Passage to read:
____________________
Sri Lanka imposes 50% vehicle duty surcharge on imported cars
straitstimes.com, 18 May '26
Amid ongoing pressure on foreign exchange reserves and continued currency depreciation linked to developments in West Asia, Sri Lanka has introduced new measures targeting vehicle imports, including a 50% surcharge on customs duties imposed on 16th May to discourage imports and ease currency pressure.
The decision comes amid a sharp depreciation of the local rupee since the beginning of US and Israeli attacks on Iran, which prompted retaliation from Tehran. Official figures indicate that the rupee has declined by 4.5% against the US dollar so far in 2026.
Junior Finance Minister Anil Jayantha Fernando stated that the government intends to temporarily slow vehicle imports. "Given the current pressure on foreign exchange, the objective is to delay vehicle imports by three months," he told reporters in Colombo.
____________________
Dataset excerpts
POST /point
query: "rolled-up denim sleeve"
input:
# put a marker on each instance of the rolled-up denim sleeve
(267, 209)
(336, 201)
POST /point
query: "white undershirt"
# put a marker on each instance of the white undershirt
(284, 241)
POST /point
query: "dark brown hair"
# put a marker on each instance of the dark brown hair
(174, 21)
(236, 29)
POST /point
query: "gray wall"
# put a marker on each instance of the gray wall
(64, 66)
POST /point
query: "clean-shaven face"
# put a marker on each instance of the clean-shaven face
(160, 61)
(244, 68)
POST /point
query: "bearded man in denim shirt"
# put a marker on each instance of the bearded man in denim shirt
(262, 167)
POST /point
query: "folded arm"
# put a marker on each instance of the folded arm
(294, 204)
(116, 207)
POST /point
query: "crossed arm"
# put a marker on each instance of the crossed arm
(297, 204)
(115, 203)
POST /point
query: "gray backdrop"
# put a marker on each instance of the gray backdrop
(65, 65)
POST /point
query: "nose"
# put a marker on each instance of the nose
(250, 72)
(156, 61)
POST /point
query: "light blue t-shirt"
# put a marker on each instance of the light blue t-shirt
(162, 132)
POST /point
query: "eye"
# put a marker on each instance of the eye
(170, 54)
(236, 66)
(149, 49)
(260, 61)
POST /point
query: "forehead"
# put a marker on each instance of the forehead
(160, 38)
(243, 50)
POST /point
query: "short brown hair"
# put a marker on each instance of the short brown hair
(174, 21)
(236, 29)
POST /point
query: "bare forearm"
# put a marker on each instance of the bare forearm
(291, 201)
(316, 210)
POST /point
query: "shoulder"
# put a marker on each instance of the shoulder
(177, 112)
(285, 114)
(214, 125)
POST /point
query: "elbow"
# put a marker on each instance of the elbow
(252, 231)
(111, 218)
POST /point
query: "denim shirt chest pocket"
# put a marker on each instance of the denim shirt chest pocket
____________________
What you will do: Resume the news report on Sri Lanka's vehicle duty surcharge from its final sentence.

Response for this exercise:
Vehicles were previously subject to a 30% customs duty; however, multiple additional taxes result in an effective import tax exceeding 100%.
The country has also increased energy prices by more than one-third since the start of the West Asia conflict and has introduced rationing of diesel and petrol to reduce the import bill.
Central Bank Governor Nandalal Weerasinghe informed a parliamentary panel that the rupee is expected to continue weakening unless global oil prices decline or Sri Lanka reduces energy imports.
Sri Lanka is still recovering from its economic crisis in 2022, when it faced a severe shortage of foreign exchange, which affected its ability to finance essential imports such as food, fuel and medicine. Since then, the country has been operating under a US$ 2.9 billion International Monetary Fund bailout programme.